Quote all of the records below word for word, line by line.

» Supplied material:
● ● ● ● ● ● ●

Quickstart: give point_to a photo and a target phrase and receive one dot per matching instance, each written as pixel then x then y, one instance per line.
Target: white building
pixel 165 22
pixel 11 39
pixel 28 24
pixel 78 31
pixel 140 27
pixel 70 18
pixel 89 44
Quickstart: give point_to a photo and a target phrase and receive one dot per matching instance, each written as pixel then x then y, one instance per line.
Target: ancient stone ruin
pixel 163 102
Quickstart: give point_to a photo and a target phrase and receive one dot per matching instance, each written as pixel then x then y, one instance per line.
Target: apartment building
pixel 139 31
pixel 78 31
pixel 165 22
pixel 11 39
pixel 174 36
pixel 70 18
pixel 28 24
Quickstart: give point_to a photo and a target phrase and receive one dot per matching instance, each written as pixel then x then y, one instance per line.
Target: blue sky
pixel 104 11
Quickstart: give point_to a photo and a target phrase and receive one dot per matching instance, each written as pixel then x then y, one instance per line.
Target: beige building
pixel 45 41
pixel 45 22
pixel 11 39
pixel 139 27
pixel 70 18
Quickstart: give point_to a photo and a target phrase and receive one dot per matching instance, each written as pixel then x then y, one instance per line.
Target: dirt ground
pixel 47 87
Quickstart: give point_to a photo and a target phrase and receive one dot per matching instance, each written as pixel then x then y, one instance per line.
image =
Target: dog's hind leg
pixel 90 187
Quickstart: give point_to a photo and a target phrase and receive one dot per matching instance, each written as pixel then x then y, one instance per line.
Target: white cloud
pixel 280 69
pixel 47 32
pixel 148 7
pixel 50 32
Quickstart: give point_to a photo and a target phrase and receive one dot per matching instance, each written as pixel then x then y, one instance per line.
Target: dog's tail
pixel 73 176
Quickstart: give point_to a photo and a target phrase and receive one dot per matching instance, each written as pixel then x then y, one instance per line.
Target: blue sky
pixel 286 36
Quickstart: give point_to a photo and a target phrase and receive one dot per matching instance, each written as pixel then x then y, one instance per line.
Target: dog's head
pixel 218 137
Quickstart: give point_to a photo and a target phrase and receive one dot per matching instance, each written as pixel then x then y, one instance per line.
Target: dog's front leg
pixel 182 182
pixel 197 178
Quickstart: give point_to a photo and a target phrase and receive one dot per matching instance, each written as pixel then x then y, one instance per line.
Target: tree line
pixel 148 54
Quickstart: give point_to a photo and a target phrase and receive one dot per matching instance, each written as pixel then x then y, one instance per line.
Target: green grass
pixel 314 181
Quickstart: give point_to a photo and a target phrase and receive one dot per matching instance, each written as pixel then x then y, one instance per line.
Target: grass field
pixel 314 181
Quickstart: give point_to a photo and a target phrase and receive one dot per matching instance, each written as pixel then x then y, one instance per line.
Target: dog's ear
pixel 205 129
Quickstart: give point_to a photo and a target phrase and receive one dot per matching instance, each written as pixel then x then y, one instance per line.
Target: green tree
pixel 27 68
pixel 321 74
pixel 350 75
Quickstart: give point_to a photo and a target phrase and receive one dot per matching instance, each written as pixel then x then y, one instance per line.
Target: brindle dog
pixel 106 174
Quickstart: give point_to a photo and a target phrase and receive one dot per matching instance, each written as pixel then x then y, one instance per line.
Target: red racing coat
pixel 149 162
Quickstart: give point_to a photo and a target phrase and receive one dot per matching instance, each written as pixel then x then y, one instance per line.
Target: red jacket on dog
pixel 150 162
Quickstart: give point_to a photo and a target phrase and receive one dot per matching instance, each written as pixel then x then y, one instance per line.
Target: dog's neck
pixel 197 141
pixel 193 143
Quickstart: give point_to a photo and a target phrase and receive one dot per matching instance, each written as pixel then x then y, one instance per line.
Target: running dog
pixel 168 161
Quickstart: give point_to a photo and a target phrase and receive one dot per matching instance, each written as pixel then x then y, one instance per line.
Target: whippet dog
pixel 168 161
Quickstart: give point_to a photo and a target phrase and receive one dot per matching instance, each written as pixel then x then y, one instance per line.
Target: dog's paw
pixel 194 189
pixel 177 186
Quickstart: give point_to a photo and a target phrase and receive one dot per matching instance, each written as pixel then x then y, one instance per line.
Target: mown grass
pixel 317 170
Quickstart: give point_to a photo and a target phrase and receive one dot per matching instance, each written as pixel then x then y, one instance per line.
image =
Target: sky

● ● ● ● ● ● ●

» Task result:
Quickstart: give point_to a photo and a target phrase and receive one dot per matching instance, each written as pixel then x then y, one instance per line.
Target: white building
pixel 165 22
pixel 11 39
pixel 28 24
pixel 78 31
pixel 140 27
pixel 70 18
pixel 89 44
Quickstart: give point_to a photo and a target phrase and receive one dot per matching instance, each written as pixel then x then y, one instance per line.
Target: ancient stone ruin
pixel 163 102
Quickstart: give point_to a photo and a target phrase and receive one dot per matching instance, each written as pixel then x then y, one instance per line.
Target: apartment building
pixel 139 31
pixel 78 31
pixel 165 22
pixel 11 39
pixel 174 36
pixel 70 18
pixel 28 24
Quickstart: give point_to a photo and a target phrase and receive one dot per matching instance, each written as pixel then x then y, one instance per line.
Target: blue sky
pixel 104 11
Quickstart: give point_to a photo and a target phrase and receive one dot per matching instance, each written as pixel then x then y, one instance per line.
Target: beige building
pixel 45 41
pixel 45 22
pixel 11 39
pixel 139 27
pixel 70 18
Quickstart: give point_to a photo and a target phrase and receive one dot per matching instance, each written as pixel then x then y, one instance per line.
Target: dirt ground
pixel 47 87
Quickstart: give point_to a photo and a target phrase and receive one dot per matching instance, each written as pixel then x then y, one instance per line.
image =
Target: dog's hind leg
pixel 90 187
Quickstart: give point_to a photo and a target phrase and receive one dot per matching instance, each written as pixel then x then y, one instance per line.
Target: white cloud
pixel 280 69
pixel 47 32
pixel 148 7
pixel 50 32
Quickstart: give point_to a photo and a target phrase and receive one dot per matching instance, each written as pixel then x then y, one instance per line.
Target: dog's tail
pixel 73 176
Quickstart: give point_to a photo and a target phrase and receive one dot per matching instance, each written as pixel then x then y, one instance per line.
Target: blue sky
pixel 286 36
Quickstart: give point_to a photo and a target phrase and receive one dot per matching instance, each written as pixel then x then y, one instance per line.
Target: dog's head
pixel 218 137
Quickstart: give point_to a photo and a target phrase and receive one dot per matching instance, each written as pixel then x then y, one instance per line.
Target: dog's front leg
pixel 182 182
pixel 197 178
Quickstart: give point_to a photo and a target phrase and receive one dot per matching instance, each written as pixel then x then y, one instance per line.
Target: tree line
pixel 148 54
Quickstart: give point_to a photo and a target phrase and receive one dot per matching instance, each written as pixel then x then y, one instance per line.
Target: green grass
pixel 314 181
Quickstart: give point_to a photo and a target phrase and receive one dot per matching instance, each written as pixel then x then y, one instance per line.
Target: grass field
pixel 314 181
Quickstart: give point_to a photo and a target phrase and receive one dot per matching instance, each written as pixel then x then y, one instance per line.
Target: dog's ear
pixel 205 129
Quickstart: give point_to a photo and a target phrase and receive one dot per matching instance, each written as pixel then x then y, one instance per line.
Target: green tree
pixel 27 68
pixel 321 74
pixel 350 75
Quickstart: give point_to a photo and a target phrase and receive one dot per matching instance, each written as pixel then x then y, one instance per line.
Target: brindle dog
pixel 106 174
Quickstart: give point_to a photo and a target phrase and receive one dot per matching instance, each written as pixel then x then y, one instance per line.
Target: red racing coat
pixel 149 162
Quickstart: give point_to a photo and a target phrase and receive one dot per matching instance, each written as pixel then x then y, one instance per line.
Target: red jacket on dog
pixel 150 162
Quickstart: give point_to a photo and a target phrase and receive one dot per matching instance, each written as pixel then x then y, one instance per line.
Target: dog's neck
pixel 197 141
pixel 193 143
Quickstart: give point_to a photo and a target phrase and receive one dot per matching instance, each written as pixel then x then y, one instance per line.
Target: running dog
pixel 168 161
Quickstart: give point_to a photo and a target phrase and receive one dot per matching instance, each written as pixel then x then y, one instance per line.
Target: whippet dog
pixel 168 161
Quickstart: give point_to a photo and a target phrase and receive one dot per matching instance, each written as pixel then x then y, one instance per line.
Target: dog's paw
pixel 194 189
pixel 177 186
Quickstart: give point_to a photo and a target phrase and receive one dot per matching instance, each written as pixel then x then y, one instance per line.
Target: mown grass
pixel 317 170
Quickstart: give point_to a photo and a target phrase and receive one dot per matching instance, each written as pixel then x then y, one instance per line.
image =
Target: sky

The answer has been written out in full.